Instruction:
Express every line of the entries below as a JSON list of strings, with one string per line and any blank lines left out. Leave the pictures out of the list.

══ Materials provided ══

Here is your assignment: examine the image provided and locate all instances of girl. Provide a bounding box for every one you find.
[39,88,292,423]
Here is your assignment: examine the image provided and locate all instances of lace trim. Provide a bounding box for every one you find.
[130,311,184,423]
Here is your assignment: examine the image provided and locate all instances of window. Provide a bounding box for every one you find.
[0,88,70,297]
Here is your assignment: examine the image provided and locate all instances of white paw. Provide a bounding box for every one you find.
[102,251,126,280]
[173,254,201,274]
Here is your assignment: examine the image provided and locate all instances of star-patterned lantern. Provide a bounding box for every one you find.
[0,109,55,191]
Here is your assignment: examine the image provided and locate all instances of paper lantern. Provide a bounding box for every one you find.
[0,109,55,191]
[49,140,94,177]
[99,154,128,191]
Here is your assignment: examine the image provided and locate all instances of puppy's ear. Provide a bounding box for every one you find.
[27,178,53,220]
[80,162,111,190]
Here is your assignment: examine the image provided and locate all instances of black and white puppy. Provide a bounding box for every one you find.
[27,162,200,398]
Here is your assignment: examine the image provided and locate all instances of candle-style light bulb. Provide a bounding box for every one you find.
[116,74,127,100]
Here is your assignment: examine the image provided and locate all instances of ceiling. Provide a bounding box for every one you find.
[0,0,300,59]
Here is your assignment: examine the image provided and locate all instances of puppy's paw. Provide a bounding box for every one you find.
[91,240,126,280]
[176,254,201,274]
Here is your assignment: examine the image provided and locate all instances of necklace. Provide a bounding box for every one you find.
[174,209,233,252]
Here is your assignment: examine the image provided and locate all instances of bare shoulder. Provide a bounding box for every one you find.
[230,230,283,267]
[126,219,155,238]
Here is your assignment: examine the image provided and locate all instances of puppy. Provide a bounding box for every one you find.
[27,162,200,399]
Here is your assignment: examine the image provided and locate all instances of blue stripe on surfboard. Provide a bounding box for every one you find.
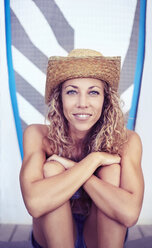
[4,0,23,159]
[127,0,147,130]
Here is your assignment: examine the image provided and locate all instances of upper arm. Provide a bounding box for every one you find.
[120,131,144,203]
[20,125,46,188]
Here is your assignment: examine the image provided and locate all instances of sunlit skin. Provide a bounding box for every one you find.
[62,78,104,140]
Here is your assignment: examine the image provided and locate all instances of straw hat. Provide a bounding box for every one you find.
[45,49,120,104]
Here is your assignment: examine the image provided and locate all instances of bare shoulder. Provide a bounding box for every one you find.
[127,130,142,147]
[122,130,142,160]
[23,124,48,155]
[23,124,48,137]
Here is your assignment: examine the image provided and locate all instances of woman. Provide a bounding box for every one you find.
[20,49,144,248]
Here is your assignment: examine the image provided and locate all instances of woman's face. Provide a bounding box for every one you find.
[62,78,104,139]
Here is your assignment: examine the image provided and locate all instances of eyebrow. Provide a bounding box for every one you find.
[65,84,101,90]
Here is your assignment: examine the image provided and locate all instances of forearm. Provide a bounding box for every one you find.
[83,175,140,226]
[23,154,99,217]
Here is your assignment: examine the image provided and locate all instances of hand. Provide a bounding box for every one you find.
[94,152,121,167]
[46,154,76,169]
[101,152,121,166]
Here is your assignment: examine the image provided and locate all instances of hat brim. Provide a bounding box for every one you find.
[45,56,121,104]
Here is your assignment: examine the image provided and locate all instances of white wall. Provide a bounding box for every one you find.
[0,1,30,223]
[0,0,152,224]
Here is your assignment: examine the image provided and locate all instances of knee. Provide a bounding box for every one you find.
[97,164,121,187]
[43,161,65,178]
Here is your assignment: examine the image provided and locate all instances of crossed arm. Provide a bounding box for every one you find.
[20,125,144,226]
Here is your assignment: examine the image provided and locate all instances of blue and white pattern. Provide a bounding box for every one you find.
[0,0,152,223]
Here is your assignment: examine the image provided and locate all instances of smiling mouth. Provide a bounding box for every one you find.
[73,114,92,120]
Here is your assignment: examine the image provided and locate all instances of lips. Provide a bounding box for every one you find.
[73,113,92,120]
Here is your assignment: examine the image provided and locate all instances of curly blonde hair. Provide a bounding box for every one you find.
[47,82,127,158]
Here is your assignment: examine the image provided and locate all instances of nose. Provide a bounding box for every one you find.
[77,94,89,108]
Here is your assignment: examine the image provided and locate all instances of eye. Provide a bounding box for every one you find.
[89,90,100,96]
[66,90,77,95]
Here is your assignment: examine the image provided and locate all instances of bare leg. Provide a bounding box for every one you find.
[84,165,126,248]
[33,162,74,248]
[97,165,126,248]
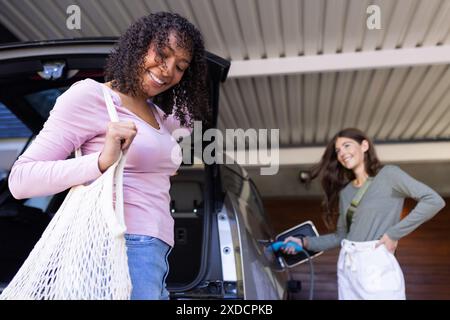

═══

Result for this exercise:
[
  "Here is your assignment: examine the image provided and locate all instances of girl. Provide a bounding box for every one you find.",
  "[39,88,292,423]",
  "Here is your assignment: examine the image provided and locate all instances of lace trim. Provide a bounding box for every one you find.",
  "[130,311,184,423]",
  "Here is your assignment: examine the image provided and locate all instances of window. Provide a bounding box for every one you find.",
  "[0,88,70,297]",
  "Here is your assignment: examine the image provided and locate all instances of white paw. Provide a bounding box for every one you find.",
  "[102,251,126,280]",
  "[173,254,201,274]",
  "Here is your assignment: examine the image provided and locate all instances of star-patterned lantern. Provide a bounding box for every one you find.",
  "[0,109,55,191]",
  "Here is your assignment: examine the image provided and locate all instances of paper lantern. Provide a bounding box for every one you find.",
  "[0,109,55,191]",
  "[49,140,94,177]",
  "[99,154,128,191]",
  "Here is your assignment: examine the image provided and locate all instances of puppy's ear. Provide a bounding box for every one you find.",
  "[27,178,53,220]",
  "[80,162,111,190]",
  "Here is your assignment: examine the image provided and locate all instances of black and white puppy. Provide a bounding box for every one you find.",
  "[27,162,200,398]",
  "Here is your assignment: examine the image provided and locate all instances of candle-style light bulb. Provide a bounding box for every one you find.",
  "[116,74,127,100]",
  "Here is your assignment: examine the image provided and locate all instances of ceiling. Provide a bounding box for every one you find.",
  "[0,0,300,59]",
  "Here is your assignment: examine the image provided and locate all instances of puppy's paw. Provide a bounding box for every one you find.",
  "[91,240,126,280]",
  "[176,254,201,274]",
  "Here is your assignment: examine the image provided and locate all instances of necklace. Provide a bounding box for every one you find.",
  "[174,209,233,252]",
  "Here is your assignment: examine the image provided and locate all instances of bare shoulder. Provide a bounding box for every one you find.",
  "[230,230,283,267]",
  "[126,219,155,238]",
  "Here is your assignment: examine the image provided and locate all instances of puppy. Provide a bounding box for every one you find.",
  "[27,162,200,399]",
  "Here is your assignment: examine the image provided and locate all instances of blue stripe on surfboard. Provide a bounding box for every one you find.",
  "[4,0,23,159]",
  "[127,0,147,130]",
  "Here is your assignment: examine the image provided and locate all instances of upper arm. Provide a bounding box for every one you find.",
  "[120,131,144,203]",
  "[20,125,46,188]",
  "Here is your assignment: examine the image provided and locate all instances of sunlit skin. Provide a bounding box for every one you find.",
  "[62,78,104,140]",
  "Here is your assignment: examine the image provided and locate all instances of straw hat. Provide a bounding box for every one you find.",
  "[45,49,120,104]",
  "Here is your assignment: examine the image provided and locate all instances of bare shoulder. Provide a bounding box for every one you find.",
  "[127,130,142,147]",
  "[122,130,142,160]",
  "[23,124,48,155]",
  "[23,124,48,137]",
  "Here is your assignment: examine the image provided and locate all instances of woman. Provide a bounding box for every one you find.",
  "[20,49,144,248]",
  "Here is your assignment: examine the image provided and locate all instances of woman's face. Provide a bounding box for every one you find.",
  "[62,78,104,139]",
  "Here is your assignment: examine the image provided and locate all instances of eyebrow. Provide a bounding box for every one you find.",
  "[65,84,101,90]",
  "Here is your assignment: examine the image provided and locate all instances of forearm. Provide a bounding box for every one you find.",
  "[83,175,140,226]",
  "[23,154,99,217]",
  "Here is your assignment: examine the image provided and locate all instances of hand. Provide a bounding box for every one you find.",
  "[94,152,121,167]",
  "[46,154,76,169]",
  "[101,152,121,166]",
  "Here is your assignment: examine the image provided and locate all instances of hat brim. Provide a bounding box for every one you find.",
  "[45,56,121,104]",
  "Here is your assignment: examine the image provided and locate all instances of white wall. Provide a bounding box for every one you find.",
  "[0,1,30,223]",
  "[0,0,152,224]",
  "Here is your assignment: examine the image provided and locate all instances of knee. Provide a bounding box for every one you find.",
  "[97,164,121,187]",
  "[43,161,65,178]",
  "Here is your assignment: examine the image provided and locate all instances of crossed arm. Provide a bounding box for every one you find.",
  "[20,125,144,226]",
  "Here is your assignment: examine the image provided and locate all instances of blue and white pattern. Provide a bounding box for every one you find.",
  "[0,0,152,223]",
  "Here is your assignment: examine the image provided and locate all instances of smiling mouth. Provide a bounding box for every one you find.",
  "[73,114,92,120]",
  "Here is your assignment: examine the image provided and locate all instances of lips. Provide a bounding box for every one you find.",
  "[73,113,92,120]",
  "Here is your assignment: examine the image provided and locate all instances of curly blonde hair. Provide a bounding box for every one you find.",
  "[47,82,127,158]",
  "Here is your assignment: examine the image provided and locate all instances of nose. Provide a bounding box for every one you find.",
  "[77,94,89,108]",
  "Here is your assignment: examine the image provided and locate all instances of eye. Provide a bounding box for every one you find.",
  "[89,90,100,96]",
  "[66,90,77,95]",
  "Here is your assignment: examine the image provided and locate all instances of bare leg. Provide a bounding box for every one you find.",
  "[84,165,126,248]",
  "[33,162,74,248]",
  "[97,165,126,248]"
]